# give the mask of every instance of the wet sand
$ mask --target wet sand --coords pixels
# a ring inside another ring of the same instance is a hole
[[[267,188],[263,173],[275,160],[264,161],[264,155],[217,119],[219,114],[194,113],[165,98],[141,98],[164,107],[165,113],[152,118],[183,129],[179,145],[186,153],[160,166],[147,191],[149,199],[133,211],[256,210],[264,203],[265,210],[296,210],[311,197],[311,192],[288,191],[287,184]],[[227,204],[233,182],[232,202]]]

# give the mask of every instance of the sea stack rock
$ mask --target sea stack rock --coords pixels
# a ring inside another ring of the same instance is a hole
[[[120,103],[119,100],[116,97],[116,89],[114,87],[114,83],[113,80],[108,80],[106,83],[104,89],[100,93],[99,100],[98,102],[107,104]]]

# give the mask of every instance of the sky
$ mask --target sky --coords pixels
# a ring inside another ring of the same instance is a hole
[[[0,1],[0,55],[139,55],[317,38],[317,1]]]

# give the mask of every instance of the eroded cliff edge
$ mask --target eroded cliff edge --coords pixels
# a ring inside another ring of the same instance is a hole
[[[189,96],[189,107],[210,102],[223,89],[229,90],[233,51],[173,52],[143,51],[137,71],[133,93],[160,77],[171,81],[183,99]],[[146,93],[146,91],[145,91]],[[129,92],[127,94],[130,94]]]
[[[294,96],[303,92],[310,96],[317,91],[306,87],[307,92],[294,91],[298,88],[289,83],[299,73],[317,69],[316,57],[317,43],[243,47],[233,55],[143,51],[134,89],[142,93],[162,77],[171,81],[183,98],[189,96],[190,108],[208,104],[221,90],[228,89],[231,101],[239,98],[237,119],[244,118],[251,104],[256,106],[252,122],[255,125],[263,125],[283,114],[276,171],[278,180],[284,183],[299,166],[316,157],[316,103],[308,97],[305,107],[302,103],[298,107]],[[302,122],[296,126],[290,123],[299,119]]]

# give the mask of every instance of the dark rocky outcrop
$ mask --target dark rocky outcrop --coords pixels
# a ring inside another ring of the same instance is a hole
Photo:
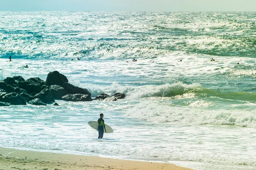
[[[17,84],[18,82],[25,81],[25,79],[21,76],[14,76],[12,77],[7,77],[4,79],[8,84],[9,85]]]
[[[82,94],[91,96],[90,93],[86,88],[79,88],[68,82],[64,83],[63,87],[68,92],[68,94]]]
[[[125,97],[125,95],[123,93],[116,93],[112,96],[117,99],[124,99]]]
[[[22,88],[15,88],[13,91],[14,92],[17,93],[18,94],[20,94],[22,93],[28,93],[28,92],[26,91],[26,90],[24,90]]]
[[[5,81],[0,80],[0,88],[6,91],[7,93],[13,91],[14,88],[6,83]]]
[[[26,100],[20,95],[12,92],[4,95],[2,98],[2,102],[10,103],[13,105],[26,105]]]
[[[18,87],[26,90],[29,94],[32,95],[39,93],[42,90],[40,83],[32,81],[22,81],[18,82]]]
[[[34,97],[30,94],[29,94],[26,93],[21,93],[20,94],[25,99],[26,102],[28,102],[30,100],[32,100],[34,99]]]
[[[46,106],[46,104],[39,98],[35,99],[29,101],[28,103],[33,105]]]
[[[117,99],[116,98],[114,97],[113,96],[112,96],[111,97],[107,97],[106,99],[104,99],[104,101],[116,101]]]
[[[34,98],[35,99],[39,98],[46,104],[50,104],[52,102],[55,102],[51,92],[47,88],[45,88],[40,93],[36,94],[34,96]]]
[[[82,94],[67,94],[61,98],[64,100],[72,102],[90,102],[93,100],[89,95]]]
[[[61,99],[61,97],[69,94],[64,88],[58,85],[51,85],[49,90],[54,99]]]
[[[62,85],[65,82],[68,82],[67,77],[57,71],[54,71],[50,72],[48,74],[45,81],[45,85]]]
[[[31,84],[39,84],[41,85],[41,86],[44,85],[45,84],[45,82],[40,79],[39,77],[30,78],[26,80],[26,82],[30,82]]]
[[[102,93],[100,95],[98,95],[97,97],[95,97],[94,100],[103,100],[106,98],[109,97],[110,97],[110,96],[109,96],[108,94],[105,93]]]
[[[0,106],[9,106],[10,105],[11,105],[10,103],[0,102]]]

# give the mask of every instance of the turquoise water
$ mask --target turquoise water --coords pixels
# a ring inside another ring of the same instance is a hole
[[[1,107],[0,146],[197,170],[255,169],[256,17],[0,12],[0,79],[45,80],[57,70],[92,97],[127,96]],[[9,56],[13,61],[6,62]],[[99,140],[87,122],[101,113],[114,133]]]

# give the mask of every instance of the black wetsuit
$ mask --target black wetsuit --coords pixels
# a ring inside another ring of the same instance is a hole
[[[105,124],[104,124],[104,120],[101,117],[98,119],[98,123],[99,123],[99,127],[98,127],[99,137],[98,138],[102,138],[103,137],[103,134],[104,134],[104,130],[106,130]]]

—————

Rewrite the listing from the line that has "# give the mask of every instance of the sea" through the line that has "[[[0,1],[0,55],[139,55],[317,38],[317,1]]]", changing "sky" to "open sky" and leaving everything else as it is.

# give the mask of every instance of the sea stack rock
$ mask --target sea stack rock --coords pixels
# a ring inside another ring of the same instance is a hole
[[[120,103],[119,100],[116,97],[116,89],[114,87],[114,83],[113,80],[108,80],[106,83],[104,89],[100,93],[99,100],[98,102],[107,104]]]

# give the mask of every instance of the open sky
$ mask --target open sky --coords pixels
# a ring inside another ring of the same instance is a hole
[[[0,1],[0,55],[139,55],[317,38],[317,1]]]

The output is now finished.